TASK ITEM A.
Answer each question from the stroke imaging abstract:
(i) How many patients were included in the study?
(ii) At what point after the stroke were the outcomes being predicted?
(iii) On what date was the article published online?
TASK ITEM B. In one to three sentences, explain why the stroke imaging abstract treats diffusion tensor imaging as a useful tool for studying the brain after injury.
TASK ITEM C. Write the next part of the stroke imaging abstract, picking up right after its last sentence.

SELECTED EXTRACT.
= = =

A prospective reappraisal of motor outcome prediction in patients with acute stroke by using atlas-based diffusion tensor imaging biomarkers

, , , , , & show all
Pages 199-210 | Received 17 Jan 2023, Accepted 13 May 2023, Published online: 20 May 2023
 

ABSTRACT

Background

Diffusion tensor imaging (DTI) biomarkers can be used to quantify microstructural changes in the cerebral white matter (WM) following injury.

Objectives

This prospective single-center study aimed to evaluate whether atlas-based DTI-derived metrics obtained within 1 week after stroke can predict the motor outcome at 3 months.

Methods

Forty patients with small acute stroke (2–7 days after onset) involving the corticospinal tract were included. Each patient underwent magnetic resonance imaging (MRI) within 1 week and at 3 months after stroke, and the changes based on DTI-derived metrics were compared by performing WM tract atlas-based quantitative analysis.

= = =

[Stored data entries]
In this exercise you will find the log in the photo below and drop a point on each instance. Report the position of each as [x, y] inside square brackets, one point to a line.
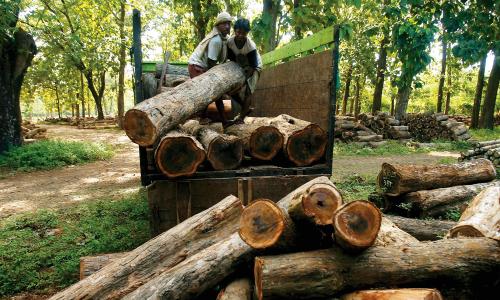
[268, 225]
[328, 272]
[179, 154]
[196, 274]
[159, 254]
[91, 264]
[432, 203]
[223, 151]
[153, 118]
[397, 179]
[395, 294]
[356, 225]
[304, 142]
[240, 289]
[481, 218]
[261, 141]
[423, 230]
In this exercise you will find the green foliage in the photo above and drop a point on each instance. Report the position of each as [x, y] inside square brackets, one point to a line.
[40, 251]
[48, 154]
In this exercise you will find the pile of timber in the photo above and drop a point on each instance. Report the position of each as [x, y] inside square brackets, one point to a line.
[487, 149]
[384, 124]
[181, 145]
[349, 130]
[426, 127]
[32, 132]
[433, 190]
[307, 245]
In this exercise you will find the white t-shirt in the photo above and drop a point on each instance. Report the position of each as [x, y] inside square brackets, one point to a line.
[212, 51]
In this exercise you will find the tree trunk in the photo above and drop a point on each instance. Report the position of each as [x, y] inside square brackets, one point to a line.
[162, 253]
[356, 224]
[395, 294]
[402, 104]
[381, 66]
[15, 58]
[197, 273]
[434, 203]
[325, 273]
[443, 74]
[260, 141]
[423, 230]
[488, 111]
[179, 154]
[266, 225]
[240, 289]
[482, 217]
[224, 152]
[123, 63]
[153, 118]
[347, 89]
[396, 179]
[479, 93]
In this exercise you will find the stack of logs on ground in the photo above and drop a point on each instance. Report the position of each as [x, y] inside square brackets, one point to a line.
[307, 245]
[180, 146]
[32, 132]
[433, 190]
[487, 149]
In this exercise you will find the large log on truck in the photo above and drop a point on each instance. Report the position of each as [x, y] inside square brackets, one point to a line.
[293, 222]
[482, 216]
[154, 257]
[463, 263]
[153, 118]
[397, 179]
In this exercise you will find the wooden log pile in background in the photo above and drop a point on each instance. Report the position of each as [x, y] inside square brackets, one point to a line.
[487, 149]
[426, 127]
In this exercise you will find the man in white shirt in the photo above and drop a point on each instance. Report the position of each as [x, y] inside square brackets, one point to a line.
[242, 50]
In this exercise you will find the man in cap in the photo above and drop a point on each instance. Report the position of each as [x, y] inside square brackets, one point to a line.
[210, 51]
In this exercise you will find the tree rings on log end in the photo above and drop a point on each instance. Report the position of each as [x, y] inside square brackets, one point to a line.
[261, 224]
[321, 202]
[225, 152]
[357, 225]
[139, 127]
[179, 156]
[265, 142]
[307, 145]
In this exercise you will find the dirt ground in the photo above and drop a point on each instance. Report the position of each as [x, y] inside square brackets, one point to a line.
[120, 175]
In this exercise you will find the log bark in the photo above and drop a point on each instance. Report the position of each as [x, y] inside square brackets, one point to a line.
[397, 179]
[482, 217]
[223, 151]
[240, 289]
[423, 230]
[179, 154]
[268, 225]
[159, 254]
[261, 141]
[432, 203]
[193, 276]
[328, 272]
[395, 294]
[153, 118]
[356, 225]
[91, 264]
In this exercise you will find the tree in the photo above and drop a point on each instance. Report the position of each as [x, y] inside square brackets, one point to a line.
[17, 49]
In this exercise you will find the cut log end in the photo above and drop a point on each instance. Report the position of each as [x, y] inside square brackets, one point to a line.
[321, 202]
[225, 153]
[139, 128]
[306, 146]
[265, 142]
[357, 225]
[179, 157]
[261, 224]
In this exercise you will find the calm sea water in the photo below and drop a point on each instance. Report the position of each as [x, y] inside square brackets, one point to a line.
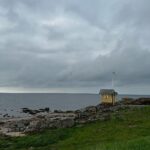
[11, 103]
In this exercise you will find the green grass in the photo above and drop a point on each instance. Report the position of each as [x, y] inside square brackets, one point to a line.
[126, 130]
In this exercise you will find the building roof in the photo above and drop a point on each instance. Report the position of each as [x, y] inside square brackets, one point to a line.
[107, 91]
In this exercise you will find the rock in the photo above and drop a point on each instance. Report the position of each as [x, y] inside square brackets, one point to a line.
[33, 112]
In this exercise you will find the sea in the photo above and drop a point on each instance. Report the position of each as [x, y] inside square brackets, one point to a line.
[11, 104]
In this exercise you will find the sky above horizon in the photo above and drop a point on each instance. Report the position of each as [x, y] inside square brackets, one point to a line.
[74, 45]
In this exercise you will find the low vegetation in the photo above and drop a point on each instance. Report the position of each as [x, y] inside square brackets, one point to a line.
[125, 130]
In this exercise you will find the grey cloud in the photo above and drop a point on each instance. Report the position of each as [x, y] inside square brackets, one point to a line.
[52, 44]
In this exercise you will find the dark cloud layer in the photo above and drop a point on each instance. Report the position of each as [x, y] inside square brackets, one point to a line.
[73, 44]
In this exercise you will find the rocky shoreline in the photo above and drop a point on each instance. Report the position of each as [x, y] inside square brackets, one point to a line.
[45, 119]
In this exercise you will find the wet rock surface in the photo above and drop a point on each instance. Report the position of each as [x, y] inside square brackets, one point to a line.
[40, 120]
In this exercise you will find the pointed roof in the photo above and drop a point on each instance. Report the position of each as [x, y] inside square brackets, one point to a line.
[107, 91]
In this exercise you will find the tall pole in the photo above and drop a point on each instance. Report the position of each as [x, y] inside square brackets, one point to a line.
[113, 76]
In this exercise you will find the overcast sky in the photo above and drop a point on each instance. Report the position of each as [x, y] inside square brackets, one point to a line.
[74, 45]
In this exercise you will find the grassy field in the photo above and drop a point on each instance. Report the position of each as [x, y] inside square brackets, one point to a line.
[128, 130]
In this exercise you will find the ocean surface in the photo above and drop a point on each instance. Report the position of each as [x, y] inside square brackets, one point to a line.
[11, 103]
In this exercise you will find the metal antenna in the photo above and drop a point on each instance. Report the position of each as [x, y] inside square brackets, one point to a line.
[113, 76]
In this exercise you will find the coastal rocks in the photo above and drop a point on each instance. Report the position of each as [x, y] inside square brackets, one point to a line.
[65, 119]
[33, 112]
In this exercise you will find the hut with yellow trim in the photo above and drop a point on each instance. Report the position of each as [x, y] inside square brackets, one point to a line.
[108, 96]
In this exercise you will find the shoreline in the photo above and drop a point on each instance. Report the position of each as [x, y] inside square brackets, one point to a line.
[66, 119]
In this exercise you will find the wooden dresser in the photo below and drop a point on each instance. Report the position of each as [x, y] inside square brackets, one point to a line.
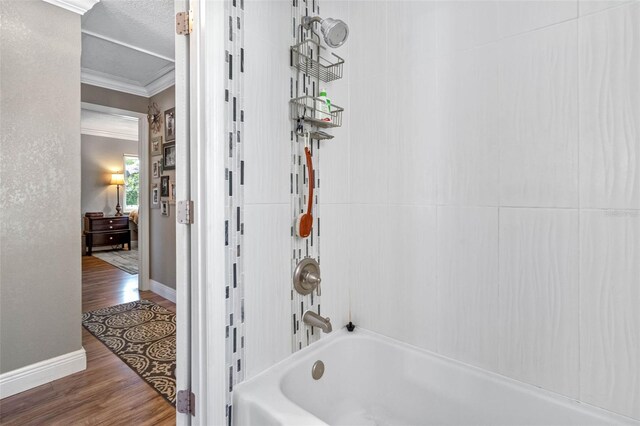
[106, 231]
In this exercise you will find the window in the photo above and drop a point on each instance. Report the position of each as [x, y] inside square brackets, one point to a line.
[131, 182]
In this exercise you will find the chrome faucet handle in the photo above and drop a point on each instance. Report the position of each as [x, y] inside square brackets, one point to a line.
[306, 276]
[311, 277]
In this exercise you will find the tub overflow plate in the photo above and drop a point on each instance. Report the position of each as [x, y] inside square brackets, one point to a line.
[317, 370]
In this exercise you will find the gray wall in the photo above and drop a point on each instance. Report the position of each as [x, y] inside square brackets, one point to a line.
[40, 271]
[162, 229]
[100, 157]
[100, 96]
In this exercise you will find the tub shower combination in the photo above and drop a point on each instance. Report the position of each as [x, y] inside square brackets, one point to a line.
[369, 379]
[358, 377]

= = =

TASK RESPONSE A.
(i) Forty patients.
(ii) At 3 months.
(iii) On 20 May 2023.

TASK RESPONSE B. The abstract states that DTI biomarkers can quantify microstructural changes in the cerebral white matter after injury. For this reason, the study uses DTI-derived metrics obtained within 1 week after stroke to test whether they can predict motor outcome.

TASK RESPONSE C.
Results

A total of 40 patients were included, with median age 63.5 years and a majority of males (72.5%). Patients were classified into good-prognosis group (mRS 0–2, n = 27) and poor-prognosis group (mRS 3–5, n = 13) by outcome. The median (25th-75th percentile) of MD (0.7 (0.6–0.7) vs. 0.7 (0.7–0.8); p = 0.049) and AD (0.6 (0.5, 0.7) vs. 0.7 (0.6, 0.8); p = 0.023) ratios within 1 week were significantly lower in the poor-prognosis group compared to the good-prognosis group. The ROC curve of the combined DTI-derived metrics model showed comparable Youden index (65.5% vs. 58.4%–65.4%) and higher specificity (96.3% vs. 69.2%–88.5%) compared to clinical indexes. The area under the ROC curve of the combined DTI-derived metrics model is comparable to those of the clinical indexes (all p > 0.1) and higher than those of the individual DTI-derived metrics parameters.

Conclusions

Atlas-based DTI-derived metrics at acute stage provide objective information for prognosis prediction of patients with ischemic or lacunar stroke.

Disclosure statement

No potential conflict of interest was reported by the author(s).

Additional information

Funding

This study was funded by grants from Taoyuan Armed Forces General Hospital, Taiwan (AFTYGH-10737), and Taipei Medical University Hospital, Taiwan (110TMU-TMUH-19).